+++ THE RECORDS +++
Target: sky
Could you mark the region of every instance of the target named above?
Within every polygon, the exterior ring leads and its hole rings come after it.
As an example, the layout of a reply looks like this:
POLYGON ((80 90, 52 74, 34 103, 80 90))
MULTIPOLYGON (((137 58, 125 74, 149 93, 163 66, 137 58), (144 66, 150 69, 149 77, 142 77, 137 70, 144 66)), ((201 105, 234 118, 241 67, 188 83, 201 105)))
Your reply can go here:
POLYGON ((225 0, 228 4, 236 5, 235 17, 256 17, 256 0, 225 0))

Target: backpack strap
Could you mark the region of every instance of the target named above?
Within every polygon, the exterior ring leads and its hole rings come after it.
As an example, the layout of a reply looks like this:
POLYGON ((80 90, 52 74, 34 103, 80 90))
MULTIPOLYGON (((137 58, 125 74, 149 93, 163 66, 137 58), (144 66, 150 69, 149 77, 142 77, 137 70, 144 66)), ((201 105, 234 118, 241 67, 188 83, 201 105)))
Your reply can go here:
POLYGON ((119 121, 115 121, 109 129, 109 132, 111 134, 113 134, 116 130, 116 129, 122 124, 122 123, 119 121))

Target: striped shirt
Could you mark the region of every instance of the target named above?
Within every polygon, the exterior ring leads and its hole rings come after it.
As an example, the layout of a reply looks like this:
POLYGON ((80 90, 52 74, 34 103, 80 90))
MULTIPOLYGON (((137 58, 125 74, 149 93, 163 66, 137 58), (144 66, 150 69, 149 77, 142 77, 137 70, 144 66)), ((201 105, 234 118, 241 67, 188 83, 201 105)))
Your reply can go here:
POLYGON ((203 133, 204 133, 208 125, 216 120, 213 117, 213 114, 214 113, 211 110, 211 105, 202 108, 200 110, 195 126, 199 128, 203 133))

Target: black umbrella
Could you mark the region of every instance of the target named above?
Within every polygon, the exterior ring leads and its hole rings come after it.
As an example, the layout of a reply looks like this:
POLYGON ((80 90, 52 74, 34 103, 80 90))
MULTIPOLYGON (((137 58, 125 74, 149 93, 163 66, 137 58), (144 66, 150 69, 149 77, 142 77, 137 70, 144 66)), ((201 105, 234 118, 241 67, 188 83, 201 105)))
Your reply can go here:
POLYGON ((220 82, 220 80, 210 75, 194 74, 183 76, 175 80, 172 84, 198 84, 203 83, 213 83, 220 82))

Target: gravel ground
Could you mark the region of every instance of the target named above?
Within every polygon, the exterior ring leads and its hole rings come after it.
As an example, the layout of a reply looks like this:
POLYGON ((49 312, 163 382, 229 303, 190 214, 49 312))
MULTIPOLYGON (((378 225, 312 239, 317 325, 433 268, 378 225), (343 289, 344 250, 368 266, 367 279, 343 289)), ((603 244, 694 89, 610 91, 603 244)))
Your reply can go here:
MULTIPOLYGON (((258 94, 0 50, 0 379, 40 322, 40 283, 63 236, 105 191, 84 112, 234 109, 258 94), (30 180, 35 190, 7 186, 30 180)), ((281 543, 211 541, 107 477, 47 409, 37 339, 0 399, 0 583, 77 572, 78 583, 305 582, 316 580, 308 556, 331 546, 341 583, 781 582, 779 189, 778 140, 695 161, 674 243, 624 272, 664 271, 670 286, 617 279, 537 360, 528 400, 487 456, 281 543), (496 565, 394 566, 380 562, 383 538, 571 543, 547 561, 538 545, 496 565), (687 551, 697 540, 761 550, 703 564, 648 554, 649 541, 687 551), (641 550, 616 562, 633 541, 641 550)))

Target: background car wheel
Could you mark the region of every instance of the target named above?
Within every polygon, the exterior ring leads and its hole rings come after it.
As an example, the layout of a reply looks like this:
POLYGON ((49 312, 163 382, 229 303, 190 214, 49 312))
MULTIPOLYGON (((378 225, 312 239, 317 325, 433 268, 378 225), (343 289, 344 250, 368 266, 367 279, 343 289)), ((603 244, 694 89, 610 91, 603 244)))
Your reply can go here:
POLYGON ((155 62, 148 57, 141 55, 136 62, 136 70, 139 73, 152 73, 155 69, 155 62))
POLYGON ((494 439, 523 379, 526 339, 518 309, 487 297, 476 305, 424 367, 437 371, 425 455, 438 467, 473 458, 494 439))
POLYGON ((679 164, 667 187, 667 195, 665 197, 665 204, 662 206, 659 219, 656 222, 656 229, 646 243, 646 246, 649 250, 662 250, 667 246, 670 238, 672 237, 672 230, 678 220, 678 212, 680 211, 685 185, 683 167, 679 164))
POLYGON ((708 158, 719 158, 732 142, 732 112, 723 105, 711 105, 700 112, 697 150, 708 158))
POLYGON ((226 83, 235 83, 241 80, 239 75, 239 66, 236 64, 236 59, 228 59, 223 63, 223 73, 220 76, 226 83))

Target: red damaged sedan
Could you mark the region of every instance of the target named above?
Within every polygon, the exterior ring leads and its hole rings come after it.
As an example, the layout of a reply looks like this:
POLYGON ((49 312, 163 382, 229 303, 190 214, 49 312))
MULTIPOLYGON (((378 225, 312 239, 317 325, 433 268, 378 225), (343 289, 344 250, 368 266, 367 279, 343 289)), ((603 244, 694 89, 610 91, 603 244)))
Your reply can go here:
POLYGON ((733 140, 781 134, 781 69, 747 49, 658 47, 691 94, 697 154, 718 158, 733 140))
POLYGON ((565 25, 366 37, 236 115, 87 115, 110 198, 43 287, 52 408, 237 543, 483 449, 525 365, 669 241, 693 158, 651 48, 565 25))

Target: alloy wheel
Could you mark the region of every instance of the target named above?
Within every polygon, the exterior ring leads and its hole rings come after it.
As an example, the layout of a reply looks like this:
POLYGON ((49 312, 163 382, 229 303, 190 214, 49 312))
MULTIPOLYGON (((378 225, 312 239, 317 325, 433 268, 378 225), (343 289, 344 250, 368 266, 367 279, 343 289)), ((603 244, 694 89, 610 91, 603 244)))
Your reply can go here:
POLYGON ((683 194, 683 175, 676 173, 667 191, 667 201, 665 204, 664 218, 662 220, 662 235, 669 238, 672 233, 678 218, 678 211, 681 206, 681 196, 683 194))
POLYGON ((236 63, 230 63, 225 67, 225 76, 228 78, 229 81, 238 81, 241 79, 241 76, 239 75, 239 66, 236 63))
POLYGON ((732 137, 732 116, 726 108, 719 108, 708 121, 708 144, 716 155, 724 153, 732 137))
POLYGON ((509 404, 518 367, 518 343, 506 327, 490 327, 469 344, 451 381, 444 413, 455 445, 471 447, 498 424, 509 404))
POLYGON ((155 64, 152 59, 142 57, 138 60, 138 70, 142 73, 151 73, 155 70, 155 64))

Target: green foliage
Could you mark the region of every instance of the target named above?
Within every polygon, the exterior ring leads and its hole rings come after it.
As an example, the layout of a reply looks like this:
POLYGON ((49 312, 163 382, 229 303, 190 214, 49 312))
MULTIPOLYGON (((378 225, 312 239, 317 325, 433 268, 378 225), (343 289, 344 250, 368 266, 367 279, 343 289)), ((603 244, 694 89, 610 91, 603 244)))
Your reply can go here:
+++
**WRITTEN PROBLEM**
Shift every coordinate in the answer polygons by adding -137 to it, and write out again the part that opens with the line containing "Target: black umbrella" and closes with the line containing "MULTIPOLYGON (((258 94, 0". Include the requests and all other lines of that part unchanged.

**COMPLETED TASK**
Target: black umbrella
Could you mark the region of every instance of the target named above?
Within every polygon, the exterior ring leads and its hole rings come after it.
As an example, the layout of a reply looks like this:
POLYGON ((80 90, 52 74, 34 103, 80 90))
MULTIPOLYGON (((137 58, 125 74, 149 93, 163 66, 137 58), (144 66, 150 69, 149 77, 142 77, 137 70, 144 66)), ((201 105, 234 118, 241 67, 188 83, 201 105)))
Your reply can go here:
POLYGON ((83 -55, 83 -57, 73 -62, 57 -63, 46 -61, 38 -57, 35 -53, 61 -53, 66 -54, 76 -54, 83 -55))

Target: gravel ground
Could you mark the region of every instance of the target named above?
Within every polygon, the exterior ring leads and its hole rings come after it.
As an example, the layout of a reply looks like this:
POLYGON ((49 312, 163 382, 229 303, 190 214, 49 312))
MULTIPOLYGON (((378 225, 312 239, 317 325, 433 268, 378 225), (343 289, 344 250, 368 266, 367 279, 343 289)), ((603 244, 694 89, 610 91, 603 244)))
Your reply can go here:
MULTIPOLYGON (((121 -43, -137 -87, -137 242, -97 185, -97 146, -74 99, -32 54, -53 -25, 97 -28, 121 -43), (-107 43, -102 53, -130 49, -107 43)), ((144 406, 74 404, -30 340, -90 272, -100 202, -137 262, -137 446, -60 435, -59 446, 168 445, 179 443, 171 419, 194 409, 204 446, 644 445, 642 52, 641 3, 558 24, 537 106, 487 135, 527 134, 533 149, 480 142, 400 223, 391 263, 350 319, 144 406), (359 428, 257 429, 243 425, 246 401, 434 406, 410 424, 401 408, 359 428), (550 414, 560 403, 624 413, 566 427, 511 417, 512 404, 550 414), (504 413, 479 425, 496 404, 504 413)))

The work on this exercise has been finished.